Aim ▸ Print every one of the rows below word for word, but leave the pictures out.

□ □ □ □

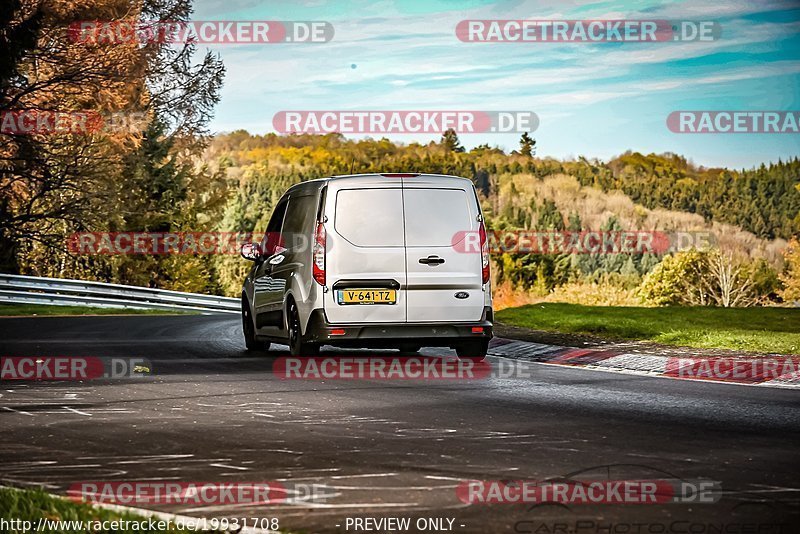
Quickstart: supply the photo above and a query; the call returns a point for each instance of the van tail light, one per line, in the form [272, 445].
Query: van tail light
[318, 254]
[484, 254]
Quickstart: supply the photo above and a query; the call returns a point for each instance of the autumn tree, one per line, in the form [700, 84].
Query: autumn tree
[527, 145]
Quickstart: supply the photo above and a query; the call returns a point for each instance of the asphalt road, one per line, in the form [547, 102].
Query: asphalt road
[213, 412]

□ □ □ □

Full solution ▸
Quickstart: supply the photo above and a query; the call returns a point for each instance of the van tail light, one per line, in the form [272, 445].
Query: van tail light
[318, 254]
[484, 254]
Quickstart: supply the photo above and a query; the call returns a point for each instance of the autumn tree, one per line, in the form [700, 84].
Query: autumn tree
[527, 145]
Quickstart: supply the photo above and a query; the call returns a point for each instance of the asphalt road, one per line, in the form [547, 102].
Query: asphalt road
[213, 412]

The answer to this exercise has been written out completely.